─── ESTRATTO SELEZIONATO ───

Una situazione da invertire

Secondo la ricercatrice informatica Aderonke Busayo Sakpere, University of Ibadan, in Nigeria «La scienza è e rimarrà fondamentale nello sviluppo dell’Africa. Creare opportunità affinché le donne diventino scienziate è una situazione vantaggiosa per tutti». Concorda la scienziata Francine Ntoumi (si veda intervista LINK), considerata una delle ricercatrici più note del continente. «Il futuro dell’Africa e della leadership africana passa dalle donne nella scienza. Senza non potremo mai primeggiare». E in generale l’Aics continua ad investire nella formazione delle donne. «Eguaglianza di genere, empowerment delle donne e lotta alla violenza sessuale hanno trovato uno spazio particolare nella programmazione 2019, in linea con gli impegni assunti dalla Cooperazione italiana a livello internazionale per il raggiungimento dell’obiettivo sostenibile 5 dell’Agenda 2030», spiega Marta Collu dell’Agenzia Italiana per la Cooperazione allo Sviluppo.

─── MATERIALE DELL'ESERCIZIO ───

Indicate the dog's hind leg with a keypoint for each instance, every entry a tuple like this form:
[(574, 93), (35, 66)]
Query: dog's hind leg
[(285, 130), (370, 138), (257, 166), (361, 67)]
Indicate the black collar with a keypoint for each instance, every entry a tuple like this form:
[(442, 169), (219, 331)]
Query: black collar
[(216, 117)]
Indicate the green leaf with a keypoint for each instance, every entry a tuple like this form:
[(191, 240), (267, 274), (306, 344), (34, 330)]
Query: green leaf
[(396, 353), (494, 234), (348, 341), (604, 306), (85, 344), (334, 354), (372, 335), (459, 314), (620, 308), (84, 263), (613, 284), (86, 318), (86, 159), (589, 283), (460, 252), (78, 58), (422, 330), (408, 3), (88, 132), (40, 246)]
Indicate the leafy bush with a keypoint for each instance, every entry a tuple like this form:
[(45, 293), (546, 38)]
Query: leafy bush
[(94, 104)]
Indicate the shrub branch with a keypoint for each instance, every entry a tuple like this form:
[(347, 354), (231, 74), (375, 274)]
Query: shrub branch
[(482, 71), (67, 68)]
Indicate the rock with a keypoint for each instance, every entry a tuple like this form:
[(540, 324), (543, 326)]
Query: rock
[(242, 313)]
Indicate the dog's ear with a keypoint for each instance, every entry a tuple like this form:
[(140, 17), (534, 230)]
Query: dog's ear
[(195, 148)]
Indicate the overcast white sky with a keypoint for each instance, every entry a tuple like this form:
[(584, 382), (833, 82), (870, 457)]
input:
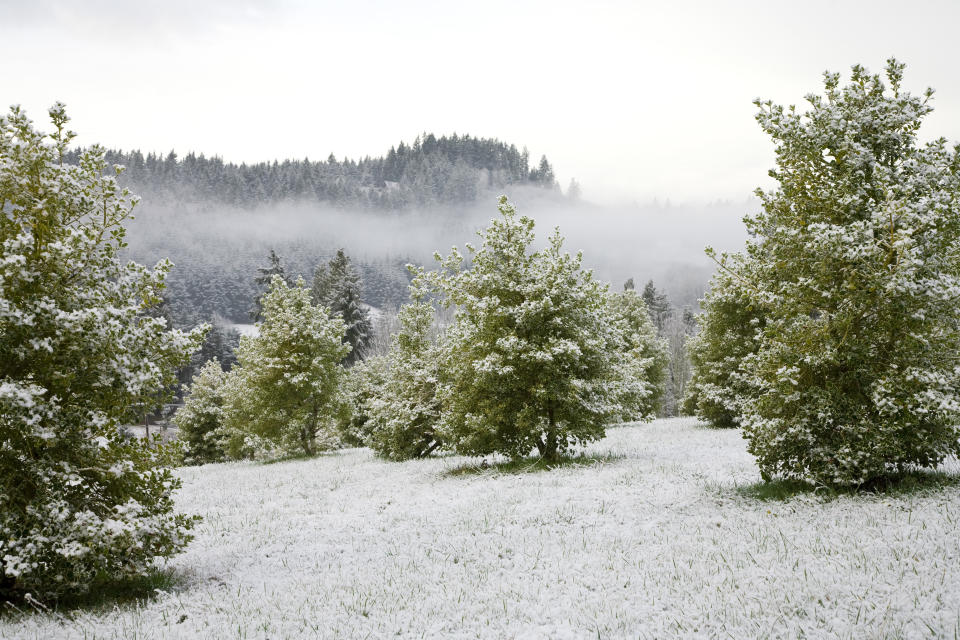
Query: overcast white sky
[(634, 99)]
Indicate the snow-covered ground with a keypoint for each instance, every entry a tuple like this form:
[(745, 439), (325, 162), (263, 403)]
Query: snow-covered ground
[(654, 542)]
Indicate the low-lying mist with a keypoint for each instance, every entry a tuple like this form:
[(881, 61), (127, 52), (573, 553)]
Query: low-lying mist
[(209, 242)]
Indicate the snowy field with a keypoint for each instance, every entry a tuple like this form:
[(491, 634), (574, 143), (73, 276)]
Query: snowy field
[(654, 539)]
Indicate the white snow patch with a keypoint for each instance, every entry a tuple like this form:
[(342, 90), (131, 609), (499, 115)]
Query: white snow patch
[(655, 542)]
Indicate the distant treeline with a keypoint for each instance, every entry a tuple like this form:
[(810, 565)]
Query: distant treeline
[(431, 171)]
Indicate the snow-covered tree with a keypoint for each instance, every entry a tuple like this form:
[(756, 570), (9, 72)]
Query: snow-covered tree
[(405, 414), (263, 280), (533, 359), (284, 393), (78, 349), (200, 420), (730, 329), (363, 383), (338, 286), (646, 353), (855, 263)]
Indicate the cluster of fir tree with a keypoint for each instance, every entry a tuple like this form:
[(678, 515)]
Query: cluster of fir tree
[(81, 345), (431, 171), (288, 388), (832, 339), (675, 326)]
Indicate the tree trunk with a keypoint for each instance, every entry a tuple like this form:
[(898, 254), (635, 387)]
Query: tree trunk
[(549, 449)]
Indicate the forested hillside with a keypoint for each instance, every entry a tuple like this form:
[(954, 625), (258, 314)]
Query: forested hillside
[(431, 171)]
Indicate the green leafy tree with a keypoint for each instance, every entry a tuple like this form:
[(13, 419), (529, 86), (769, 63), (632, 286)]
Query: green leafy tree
[(532, 360), (79, 504), (406, 414), (200, 421), (284, 395), (730, 330), (339, 287), (855, 263)]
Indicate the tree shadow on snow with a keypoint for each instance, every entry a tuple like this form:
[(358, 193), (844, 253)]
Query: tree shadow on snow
[(908, 483), (102, 596), (528, 465)]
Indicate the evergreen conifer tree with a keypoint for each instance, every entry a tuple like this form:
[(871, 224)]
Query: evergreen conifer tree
[(533, 360), (79, 504)]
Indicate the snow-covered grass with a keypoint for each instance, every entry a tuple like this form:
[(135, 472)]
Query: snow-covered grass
[(658, 535)]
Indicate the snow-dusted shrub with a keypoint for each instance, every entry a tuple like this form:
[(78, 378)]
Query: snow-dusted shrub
[(284, 395), (855, 261), (200, 421), (78, 503), (362, 384), (730, 330), (405, 413), (646, 354), (534, 359)]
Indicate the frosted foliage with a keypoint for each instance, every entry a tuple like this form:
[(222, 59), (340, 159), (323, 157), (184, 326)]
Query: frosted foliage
[(534, 359), (854, 257), (284, 396), (405, 414), (77, 352), (363, 383), (200, 421)]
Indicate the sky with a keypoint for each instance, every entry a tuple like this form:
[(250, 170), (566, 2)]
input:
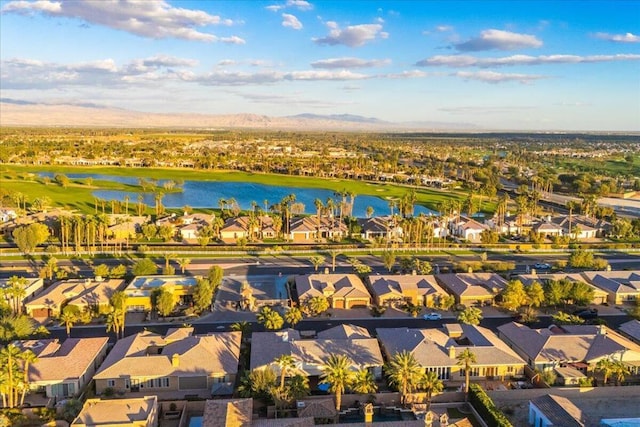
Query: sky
[(514, 65)]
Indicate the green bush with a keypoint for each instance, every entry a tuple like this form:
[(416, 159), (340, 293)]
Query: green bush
[(486, 408)]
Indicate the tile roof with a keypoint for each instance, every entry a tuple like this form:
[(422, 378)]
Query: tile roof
[(572, 344), (632, 329), (472, 284), (431, 347), (138, 355), (227, 413), (340, 285), (57, 362), (112, 412), (559, 410), (396, 285), (310, 354)]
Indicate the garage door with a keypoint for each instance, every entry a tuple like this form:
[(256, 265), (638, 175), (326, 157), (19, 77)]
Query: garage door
[(187, 383)]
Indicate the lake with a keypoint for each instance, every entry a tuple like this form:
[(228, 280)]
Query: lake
[(206, 194)]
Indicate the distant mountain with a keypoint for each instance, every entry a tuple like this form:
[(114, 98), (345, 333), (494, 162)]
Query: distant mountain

───

§ BREVE COMPITO 1
Rispondi a queste domande sull'estratto sulle donne nella scienza in Africa:
(a) A quale università appartiene Aderonke Busayo Sakpere?
(b) Come viene considerata Francine Ntoumi?
(c) Di quale ente fa parte Marta Collu?
§ BREVE COMPITO 2
Stampa le righe dell'elenco a partire da quella che contiene "Indicate the snow-dusted" e proseguendo fino a quella che contiene "[(206, 194)]", entrambe incluse. Lascia fuori le immagini.

§ RISULTATO DELL'ESERCIZIO 1
(a) Alla University of Ibadan, in Nigeria.
(b) Una delle ricercatrici più note del continente.
(c) L'Agenzia Italiana per la Cooperazione allo Sviluppo.

§ RISULTATO DELL'ESERCIZIO 2
Indicate the snow-dusted shrub with a keypoint for each instance, every entry a tuple like this form:
[(78, 378)]
Query: snow-dusted shrub
[(284, 395), (855, 261), (200, 421), (78, 503), (362, 384), (730, 330), (405, 413), (646, 354), (534, 359)]
Indicate the frosted foliage with a keypoint for each instance, every entry a tuple like this form:
[(222, 59), (340, 159), (323, 157), (184, 326)]
Query: frosted foliage
[(534, 359), (854, 257), (284, 396), (405, 414), (77, 352), (363, 383), (200, 421)]
Indicate the sky with a keypoint for each instance, every entry a tuple like this form:
[(250, 170), (566, 2)]
input:
Query: sky
[(514, 65)]
Indicate the green bush with a keypoint for each instance, every entry a tuple like this form:
[(416, 159), (340, 293)]
Query: green bush
[(486, 408)]
Indicate the tile roof with a keypoint for each instance, every entry a tuple like this form:
[(422, 378)]
Query: tile roof
[(572, 344), (632, 329), (472, 284), (431, 347), (138, 355), (227, 413), (340, 285), (57, 362), (112, 412), (559, 410), (396, 285), (310, 354)]
Indicate the garage door with a keypoint for each instance, every entry a tuple like this form:
[(256, 265), (638, 175), (326, 157), (19, 77)]
Query: garage door
[(187, 383)]
Indicate the lake with a keypoint for each instance, every entry a tuple like this form:
[(228, 280)]
Query: lake
[(206, 194)]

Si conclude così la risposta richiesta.